Without including any pictures, retype exactly the lines from the top of the records through the line containing "Indicate the eroded", that final line included.

Supplied records below:

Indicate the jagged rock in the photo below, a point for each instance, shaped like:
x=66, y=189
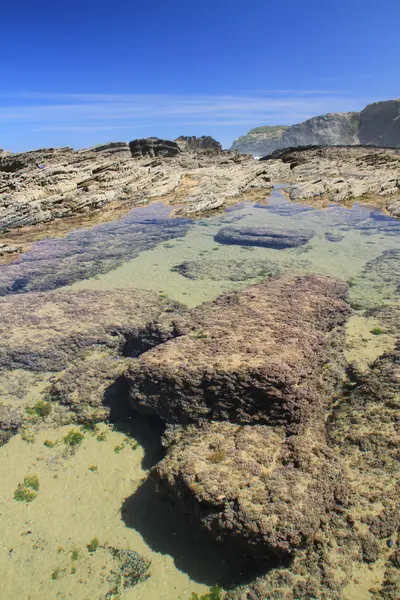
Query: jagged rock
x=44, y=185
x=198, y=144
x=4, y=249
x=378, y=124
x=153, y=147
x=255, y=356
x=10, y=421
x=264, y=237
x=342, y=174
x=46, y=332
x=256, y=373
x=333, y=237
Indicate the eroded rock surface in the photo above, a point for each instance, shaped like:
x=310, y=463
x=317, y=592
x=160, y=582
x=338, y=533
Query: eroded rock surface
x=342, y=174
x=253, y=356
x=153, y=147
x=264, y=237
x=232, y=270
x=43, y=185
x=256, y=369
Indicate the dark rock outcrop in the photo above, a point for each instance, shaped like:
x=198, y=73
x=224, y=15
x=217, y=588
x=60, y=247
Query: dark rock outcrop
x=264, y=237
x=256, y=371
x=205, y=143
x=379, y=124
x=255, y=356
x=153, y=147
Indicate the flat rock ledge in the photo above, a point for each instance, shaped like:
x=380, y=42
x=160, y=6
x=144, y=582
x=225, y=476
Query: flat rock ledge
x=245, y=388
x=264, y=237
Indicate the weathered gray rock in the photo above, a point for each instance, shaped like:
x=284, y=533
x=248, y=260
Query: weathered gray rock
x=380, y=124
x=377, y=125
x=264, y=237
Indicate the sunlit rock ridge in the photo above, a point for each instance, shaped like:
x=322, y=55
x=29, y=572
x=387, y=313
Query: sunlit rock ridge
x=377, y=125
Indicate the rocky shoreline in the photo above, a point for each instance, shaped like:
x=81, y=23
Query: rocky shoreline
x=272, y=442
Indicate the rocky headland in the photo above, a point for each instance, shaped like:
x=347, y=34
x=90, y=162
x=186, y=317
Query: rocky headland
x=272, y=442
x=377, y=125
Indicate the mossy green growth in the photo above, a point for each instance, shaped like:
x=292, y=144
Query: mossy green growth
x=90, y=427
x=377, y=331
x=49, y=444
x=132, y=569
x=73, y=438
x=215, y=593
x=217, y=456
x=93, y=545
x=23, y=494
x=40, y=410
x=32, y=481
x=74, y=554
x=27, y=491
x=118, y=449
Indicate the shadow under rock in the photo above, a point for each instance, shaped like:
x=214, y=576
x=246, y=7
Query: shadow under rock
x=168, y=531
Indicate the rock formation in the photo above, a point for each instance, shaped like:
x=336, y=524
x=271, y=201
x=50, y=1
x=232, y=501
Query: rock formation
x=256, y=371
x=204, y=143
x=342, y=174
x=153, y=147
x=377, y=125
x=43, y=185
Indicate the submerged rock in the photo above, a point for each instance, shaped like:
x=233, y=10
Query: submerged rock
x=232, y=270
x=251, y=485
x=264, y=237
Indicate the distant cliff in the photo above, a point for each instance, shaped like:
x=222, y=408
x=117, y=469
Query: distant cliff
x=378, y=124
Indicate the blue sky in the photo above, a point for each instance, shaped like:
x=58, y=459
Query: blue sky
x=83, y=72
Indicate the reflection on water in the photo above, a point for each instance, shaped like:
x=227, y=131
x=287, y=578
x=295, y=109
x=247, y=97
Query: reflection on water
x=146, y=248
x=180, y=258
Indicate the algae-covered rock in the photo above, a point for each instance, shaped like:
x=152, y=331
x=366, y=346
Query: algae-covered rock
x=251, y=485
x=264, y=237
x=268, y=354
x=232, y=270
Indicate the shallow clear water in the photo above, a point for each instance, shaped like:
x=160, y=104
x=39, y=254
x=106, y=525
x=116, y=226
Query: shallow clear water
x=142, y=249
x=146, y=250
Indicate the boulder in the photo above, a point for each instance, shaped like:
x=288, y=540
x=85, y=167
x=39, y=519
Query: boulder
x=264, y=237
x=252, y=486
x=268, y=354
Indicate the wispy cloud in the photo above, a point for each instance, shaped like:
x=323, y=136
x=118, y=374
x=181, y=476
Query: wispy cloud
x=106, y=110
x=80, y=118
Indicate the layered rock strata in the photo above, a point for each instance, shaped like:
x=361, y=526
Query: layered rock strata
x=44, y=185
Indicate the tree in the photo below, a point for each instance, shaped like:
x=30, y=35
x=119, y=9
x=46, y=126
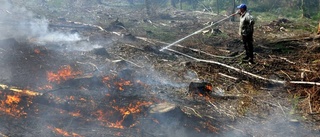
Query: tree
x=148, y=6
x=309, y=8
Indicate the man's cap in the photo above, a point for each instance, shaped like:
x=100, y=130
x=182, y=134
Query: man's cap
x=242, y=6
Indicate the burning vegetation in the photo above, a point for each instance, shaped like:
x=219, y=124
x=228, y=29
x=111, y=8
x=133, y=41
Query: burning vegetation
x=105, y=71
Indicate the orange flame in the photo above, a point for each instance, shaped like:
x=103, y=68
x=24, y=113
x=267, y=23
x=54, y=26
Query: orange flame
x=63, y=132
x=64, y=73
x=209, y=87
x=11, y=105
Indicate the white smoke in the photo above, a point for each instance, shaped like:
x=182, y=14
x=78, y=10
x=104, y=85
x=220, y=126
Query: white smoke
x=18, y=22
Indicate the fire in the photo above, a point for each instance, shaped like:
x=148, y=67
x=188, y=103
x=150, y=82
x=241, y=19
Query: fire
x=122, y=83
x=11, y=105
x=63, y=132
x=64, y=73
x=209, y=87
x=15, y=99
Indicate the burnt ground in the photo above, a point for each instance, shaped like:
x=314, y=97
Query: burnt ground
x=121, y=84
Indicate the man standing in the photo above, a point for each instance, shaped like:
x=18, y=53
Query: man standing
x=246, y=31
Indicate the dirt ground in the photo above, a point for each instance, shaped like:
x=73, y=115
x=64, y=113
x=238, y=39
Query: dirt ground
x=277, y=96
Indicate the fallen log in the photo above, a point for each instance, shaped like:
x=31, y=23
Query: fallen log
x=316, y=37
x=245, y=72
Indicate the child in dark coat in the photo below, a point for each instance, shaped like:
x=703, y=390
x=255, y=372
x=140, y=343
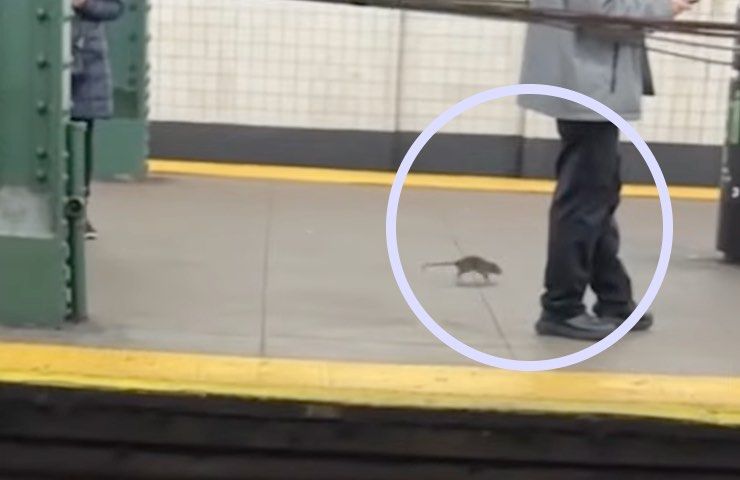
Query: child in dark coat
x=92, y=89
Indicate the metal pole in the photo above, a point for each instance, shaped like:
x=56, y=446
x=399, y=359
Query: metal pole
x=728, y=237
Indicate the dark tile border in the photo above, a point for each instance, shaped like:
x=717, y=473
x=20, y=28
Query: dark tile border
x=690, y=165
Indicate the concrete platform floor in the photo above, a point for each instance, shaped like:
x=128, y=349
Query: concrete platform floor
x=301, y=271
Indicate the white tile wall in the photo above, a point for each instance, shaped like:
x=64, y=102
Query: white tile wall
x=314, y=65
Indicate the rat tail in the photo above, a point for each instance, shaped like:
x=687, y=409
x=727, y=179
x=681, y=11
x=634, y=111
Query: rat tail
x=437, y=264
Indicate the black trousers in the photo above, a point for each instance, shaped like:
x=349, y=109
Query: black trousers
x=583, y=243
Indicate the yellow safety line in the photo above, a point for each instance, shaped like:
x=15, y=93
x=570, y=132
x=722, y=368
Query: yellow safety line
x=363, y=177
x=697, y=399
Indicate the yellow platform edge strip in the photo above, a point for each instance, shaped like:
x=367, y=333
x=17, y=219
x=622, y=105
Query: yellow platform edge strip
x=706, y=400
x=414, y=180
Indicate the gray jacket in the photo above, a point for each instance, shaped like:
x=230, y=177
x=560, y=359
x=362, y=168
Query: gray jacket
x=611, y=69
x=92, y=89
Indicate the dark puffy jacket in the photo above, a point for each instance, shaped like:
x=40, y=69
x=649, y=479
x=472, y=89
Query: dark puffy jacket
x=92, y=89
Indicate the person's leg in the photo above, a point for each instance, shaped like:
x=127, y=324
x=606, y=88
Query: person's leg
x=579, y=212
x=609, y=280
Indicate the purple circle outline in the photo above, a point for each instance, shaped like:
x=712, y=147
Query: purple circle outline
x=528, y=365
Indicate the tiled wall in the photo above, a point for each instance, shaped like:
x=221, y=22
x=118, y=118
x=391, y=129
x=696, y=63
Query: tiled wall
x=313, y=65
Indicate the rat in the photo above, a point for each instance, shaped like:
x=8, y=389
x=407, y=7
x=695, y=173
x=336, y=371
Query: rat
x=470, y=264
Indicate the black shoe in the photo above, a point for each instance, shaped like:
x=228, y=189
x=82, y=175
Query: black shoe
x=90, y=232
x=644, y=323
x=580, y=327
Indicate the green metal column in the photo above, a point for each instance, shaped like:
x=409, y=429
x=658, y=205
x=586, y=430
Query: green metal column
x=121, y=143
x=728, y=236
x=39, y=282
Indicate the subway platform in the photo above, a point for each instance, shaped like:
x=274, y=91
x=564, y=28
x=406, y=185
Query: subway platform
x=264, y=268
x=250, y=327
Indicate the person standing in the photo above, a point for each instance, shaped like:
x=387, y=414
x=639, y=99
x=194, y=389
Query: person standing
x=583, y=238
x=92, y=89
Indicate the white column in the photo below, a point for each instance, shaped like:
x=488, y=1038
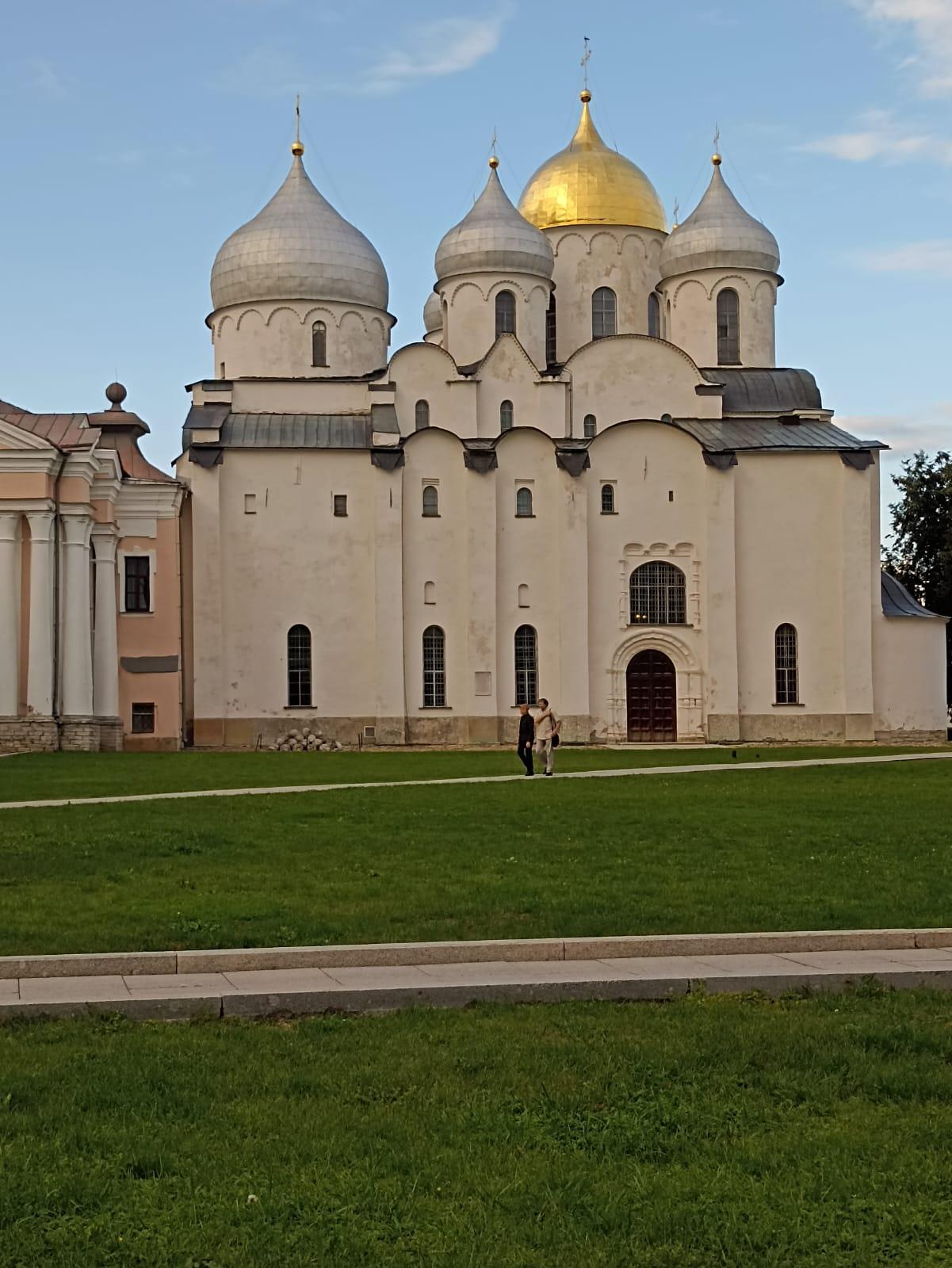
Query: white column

End of Supplied records.

[Result of this exercise]
Indicate the jagged rock in the photo below, a point for each instance, shaped like:
x=66, y=189
Query: jagged rock
x=44, y=185
x=198, y=144
x=4, y=249
x=378, y=124
x=153, y=147
x=255, y=356
x=10, y=421
x=264, y=237
x=342, y=174
x=46, y=332
x=256, y=373
x=333, y=237
Indicate the eroded rock surface in the photo above, a point for each instance, shaped like:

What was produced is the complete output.